-- PASSAGE FOR REVIEW --
Two Indian-origin siblings were allegedly asked by Emirates cabin crew to 'sit in the loo' while meals with cashews were being served on the flight as they have a sever condition of nut allergy. Sundeep and Shannen Sahota, 33 and 24, who were on their way from England's Birmingham Airport to Dubai and Singapore said that they had warned the airline three times about their allergies. So, 40 minutes into the flight when they saw that the in-flight meals contained fried nuts, they were 'panic stricken'.
The siblings said that they had mentioned the severity of their condition to the Emirates staff multiple times, including while booking, check-in and even upon boarding the flight from Birmingham. The duo had spent 5,000 pounds on a trip to take their parents to Dubai and Singapore for their 60th birthdays.
When flight menus were passed around they panicked upon seeing that the chicken biryani contained fried cashew nuts. The Daily Express reported that once they informed the crew, one staff member suggested that they might feel more comfortable if they moved into a toilet with cushions and pillows. Following that the siblings spend the next seven hours sitting at the back of the plane covering their heads and nostrils with blankets.
Inhaling nut residue could have sent the duo into anaphylactic shock.
"We felt so degraded and embarrassed - it was horrible and it was meant to be a happy occasion but the start of our holiday was ruined," said Shannen, an analyst from Wolverhampton. "We were stunned when a supervisor told us 'one way round it' was for us to spend the flight in the cabin loo," she further added.
Shannen Sahota also added that sitting at the back of the plane was 'uncomfortable, embarrassing and demaning', while Sundeep mentioned that Emirates ignored all the information they had given to them beforehand.
Emirates, however, claims the booking records do not reflect any mention of an allergy and it can never guarantee nut-free flights.
"We are sorry to hear about Ms Sahota's complaint. Emirates tries to cater to all passengers specific needs by offering a number of special meals that cover as many medical, dietary and religious requirements as possible. However, Emirates cannot guarantee completely nut-free flights," the airline said in a statement. "We've looked into Ms Sahota's booking and our records do not reflect any mention of a nut allergy. All passengers who alert us of a nut allergy prior to travel are informed of our policy and it is also outlined on our website here," the statement further said.

-- GIVEN DATA --
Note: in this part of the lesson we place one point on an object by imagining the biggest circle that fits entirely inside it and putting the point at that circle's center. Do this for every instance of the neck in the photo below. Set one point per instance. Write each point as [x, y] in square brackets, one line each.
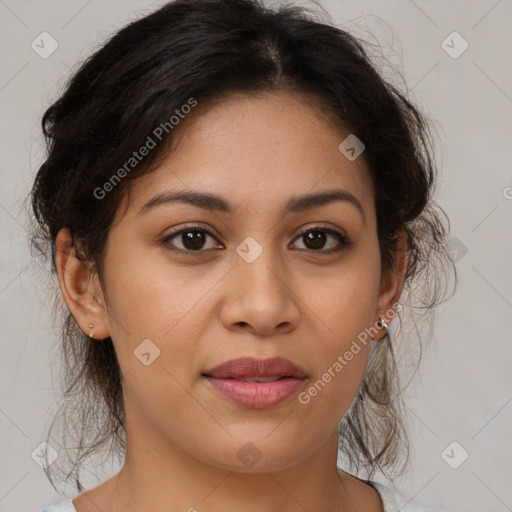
[159, 477]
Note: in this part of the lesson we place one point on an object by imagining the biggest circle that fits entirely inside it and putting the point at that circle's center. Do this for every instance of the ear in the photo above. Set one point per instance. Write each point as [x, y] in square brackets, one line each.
[392, 281]
[80, 288]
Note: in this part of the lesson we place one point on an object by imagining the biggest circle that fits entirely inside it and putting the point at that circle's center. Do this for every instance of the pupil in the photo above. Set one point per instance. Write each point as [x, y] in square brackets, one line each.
[193, 239]
[316, 237]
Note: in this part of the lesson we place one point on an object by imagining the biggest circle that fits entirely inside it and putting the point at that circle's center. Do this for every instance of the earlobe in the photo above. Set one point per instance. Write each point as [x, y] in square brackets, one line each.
[393, 281]
[80, 287]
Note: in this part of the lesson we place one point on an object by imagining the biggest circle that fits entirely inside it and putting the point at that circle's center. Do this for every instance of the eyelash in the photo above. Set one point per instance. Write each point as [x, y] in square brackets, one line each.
[344, 240]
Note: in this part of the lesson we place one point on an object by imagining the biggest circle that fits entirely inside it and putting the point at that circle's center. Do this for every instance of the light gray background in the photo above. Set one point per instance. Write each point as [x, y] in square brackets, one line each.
[463, 392]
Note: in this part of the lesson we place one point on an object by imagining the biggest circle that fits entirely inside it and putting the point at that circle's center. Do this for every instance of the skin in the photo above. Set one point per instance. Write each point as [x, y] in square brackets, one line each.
[292, 301]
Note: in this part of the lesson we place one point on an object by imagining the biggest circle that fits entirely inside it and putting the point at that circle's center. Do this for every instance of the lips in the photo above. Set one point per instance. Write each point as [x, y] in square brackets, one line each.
[256, 370]
[256, 383]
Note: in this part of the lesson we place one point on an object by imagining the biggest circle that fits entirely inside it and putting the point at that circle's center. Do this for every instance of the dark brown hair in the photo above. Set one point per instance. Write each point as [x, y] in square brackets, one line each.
[206, 49]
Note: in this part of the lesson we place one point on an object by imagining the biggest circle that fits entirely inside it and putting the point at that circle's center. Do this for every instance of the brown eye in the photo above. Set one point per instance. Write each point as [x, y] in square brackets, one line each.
[315, 239]
[192, 239]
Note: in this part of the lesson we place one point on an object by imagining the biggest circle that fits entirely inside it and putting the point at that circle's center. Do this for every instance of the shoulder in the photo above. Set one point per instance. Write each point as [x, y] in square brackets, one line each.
[62, 506]
[394, 502]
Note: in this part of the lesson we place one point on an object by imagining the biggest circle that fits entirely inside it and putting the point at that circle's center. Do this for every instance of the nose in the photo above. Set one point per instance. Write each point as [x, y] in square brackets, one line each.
[259, 297]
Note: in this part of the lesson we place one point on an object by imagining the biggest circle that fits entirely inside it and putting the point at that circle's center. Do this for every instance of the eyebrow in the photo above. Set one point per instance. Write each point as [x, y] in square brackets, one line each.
[217, 203]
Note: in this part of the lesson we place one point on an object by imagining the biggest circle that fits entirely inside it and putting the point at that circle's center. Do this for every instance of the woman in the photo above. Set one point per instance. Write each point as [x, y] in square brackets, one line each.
[236, 206]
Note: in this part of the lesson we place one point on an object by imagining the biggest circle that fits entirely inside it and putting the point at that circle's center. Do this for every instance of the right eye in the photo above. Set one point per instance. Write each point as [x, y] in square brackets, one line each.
[192, 239]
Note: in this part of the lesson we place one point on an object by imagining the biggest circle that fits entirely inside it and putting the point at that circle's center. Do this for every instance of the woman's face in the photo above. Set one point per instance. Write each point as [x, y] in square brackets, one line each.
[250, 284]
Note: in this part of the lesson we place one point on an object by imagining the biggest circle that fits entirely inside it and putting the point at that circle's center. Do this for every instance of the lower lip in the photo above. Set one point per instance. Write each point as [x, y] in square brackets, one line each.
[257, 395]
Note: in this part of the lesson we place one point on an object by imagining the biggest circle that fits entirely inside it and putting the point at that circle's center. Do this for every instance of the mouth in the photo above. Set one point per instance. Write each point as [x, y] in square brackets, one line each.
[256, 384]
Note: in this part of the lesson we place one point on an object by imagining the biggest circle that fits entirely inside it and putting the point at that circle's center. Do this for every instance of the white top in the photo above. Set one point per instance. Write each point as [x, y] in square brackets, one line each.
[393, 502]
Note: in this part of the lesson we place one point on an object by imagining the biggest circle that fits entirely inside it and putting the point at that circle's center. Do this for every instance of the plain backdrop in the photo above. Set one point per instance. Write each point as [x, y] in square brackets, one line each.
[460, 402]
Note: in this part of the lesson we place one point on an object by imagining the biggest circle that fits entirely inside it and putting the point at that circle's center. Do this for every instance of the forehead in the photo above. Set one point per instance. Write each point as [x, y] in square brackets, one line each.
[258, 151]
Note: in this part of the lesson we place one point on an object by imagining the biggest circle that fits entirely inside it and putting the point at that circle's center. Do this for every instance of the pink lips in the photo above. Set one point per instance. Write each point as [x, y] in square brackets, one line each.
[272, 381]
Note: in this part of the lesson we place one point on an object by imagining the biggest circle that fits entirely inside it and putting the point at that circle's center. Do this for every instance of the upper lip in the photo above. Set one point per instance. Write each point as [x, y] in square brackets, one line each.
[252, 367]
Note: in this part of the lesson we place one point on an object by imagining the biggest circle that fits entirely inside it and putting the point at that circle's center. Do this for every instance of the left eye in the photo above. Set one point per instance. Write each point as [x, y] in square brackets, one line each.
[316, 238]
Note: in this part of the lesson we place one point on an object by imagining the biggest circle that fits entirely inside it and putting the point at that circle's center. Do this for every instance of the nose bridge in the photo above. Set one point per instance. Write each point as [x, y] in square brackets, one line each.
[257, 264]
[257, 294]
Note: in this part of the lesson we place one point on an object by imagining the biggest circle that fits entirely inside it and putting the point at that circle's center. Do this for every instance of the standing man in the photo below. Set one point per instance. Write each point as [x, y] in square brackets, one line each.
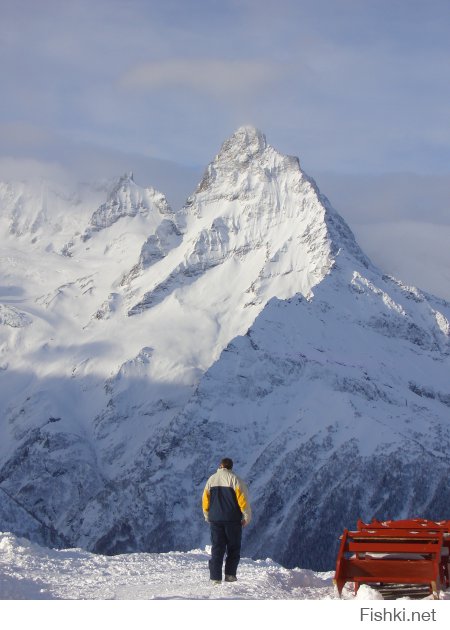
[227, 510]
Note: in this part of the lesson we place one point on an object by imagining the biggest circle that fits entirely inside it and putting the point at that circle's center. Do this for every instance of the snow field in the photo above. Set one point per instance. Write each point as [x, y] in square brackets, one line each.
[173, 589]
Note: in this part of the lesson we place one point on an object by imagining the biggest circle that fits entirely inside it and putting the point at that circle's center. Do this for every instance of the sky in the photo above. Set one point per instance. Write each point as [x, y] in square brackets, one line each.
[358, 89]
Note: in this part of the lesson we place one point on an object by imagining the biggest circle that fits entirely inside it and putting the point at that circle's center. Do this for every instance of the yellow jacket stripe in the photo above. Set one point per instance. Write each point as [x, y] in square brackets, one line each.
[205, 501]
[242, 501]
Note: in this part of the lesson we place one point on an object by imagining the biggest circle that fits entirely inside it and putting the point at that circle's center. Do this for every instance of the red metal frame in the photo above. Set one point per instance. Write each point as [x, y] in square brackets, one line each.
[411, 551]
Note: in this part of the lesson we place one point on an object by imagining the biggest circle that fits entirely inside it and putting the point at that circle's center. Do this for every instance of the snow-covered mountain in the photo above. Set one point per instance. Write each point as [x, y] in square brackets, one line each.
[139, 345]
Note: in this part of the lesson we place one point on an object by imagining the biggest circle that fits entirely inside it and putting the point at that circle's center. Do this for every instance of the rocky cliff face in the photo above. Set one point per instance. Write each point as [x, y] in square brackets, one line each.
[247, 324]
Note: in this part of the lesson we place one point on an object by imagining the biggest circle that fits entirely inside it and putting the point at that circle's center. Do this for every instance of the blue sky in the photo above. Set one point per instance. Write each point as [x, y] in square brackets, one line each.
[347, 85]
[358, 89]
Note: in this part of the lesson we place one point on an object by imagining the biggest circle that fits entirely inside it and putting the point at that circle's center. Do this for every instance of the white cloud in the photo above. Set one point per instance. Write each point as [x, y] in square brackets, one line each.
[216, 77]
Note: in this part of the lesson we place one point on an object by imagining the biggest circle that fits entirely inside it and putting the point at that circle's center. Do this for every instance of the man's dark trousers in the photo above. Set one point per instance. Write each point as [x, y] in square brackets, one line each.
[225, 536]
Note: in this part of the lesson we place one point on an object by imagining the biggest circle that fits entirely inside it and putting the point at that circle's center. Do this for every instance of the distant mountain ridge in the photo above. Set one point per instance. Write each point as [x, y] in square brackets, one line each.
[139, 344]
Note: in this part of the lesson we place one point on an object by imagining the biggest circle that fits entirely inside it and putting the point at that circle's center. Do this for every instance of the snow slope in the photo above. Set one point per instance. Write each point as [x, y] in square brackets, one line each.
[139, 344]
[28, 571]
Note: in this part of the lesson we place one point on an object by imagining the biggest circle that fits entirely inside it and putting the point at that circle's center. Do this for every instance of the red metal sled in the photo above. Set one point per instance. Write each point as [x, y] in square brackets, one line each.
[414, 551]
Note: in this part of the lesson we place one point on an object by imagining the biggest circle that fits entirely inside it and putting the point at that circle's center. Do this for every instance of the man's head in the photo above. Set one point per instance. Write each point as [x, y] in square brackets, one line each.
[226, 463]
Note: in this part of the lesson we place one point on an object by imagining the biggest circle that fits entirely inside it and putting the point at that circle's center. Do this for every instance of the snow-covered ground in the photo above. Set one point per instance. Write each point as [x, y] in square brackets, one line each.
[28, 571]
[179, 582]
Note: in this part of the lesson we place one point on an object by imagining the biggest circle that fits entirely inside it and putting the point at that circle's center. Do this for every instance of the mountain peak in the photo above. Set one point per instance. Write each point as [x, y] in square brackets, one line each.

-- SET OF TASKS --
1/ List each occasion on which, according to the article about the Sahota siblings' Emirates flight, the siblings mentioned their nut allergy to Emirates staff.
2/ Answer these questions about the article on the Sahota siblings' Emirates flight:
(a) How much did the siblings spend on the trip for their parents?
(b) Which dish on the menu contained fried cashew nuts?
(c) For how many hours did the siblings sit at the back of the plane?
3/ Update the stretch of the article about the Sahota siblings' Emirates flight from "Shannen Sahota also" through "guarantee nut-free flights.", replacing "booking records" with "reservation records".
The records play no part in what comes next.

-- SET OF ANSWERS --
1/
- While booking
- At check-in
- Upon boarding the flight from Birmingham

2/
(a) 5,000 pounds
(b) The chicken biryani
(c) Seven hours

3/
Shannen Sahota also added that sitting at the back of the plane was 'uncomfortable, embarrassing and demaning', while Sundeep mentioned that Emirates ignored all the information they had given to them beforehand.
Emirates, however, claims the reservation records do not reflect any mention of an allergy and it can never guarantee nut-free flights.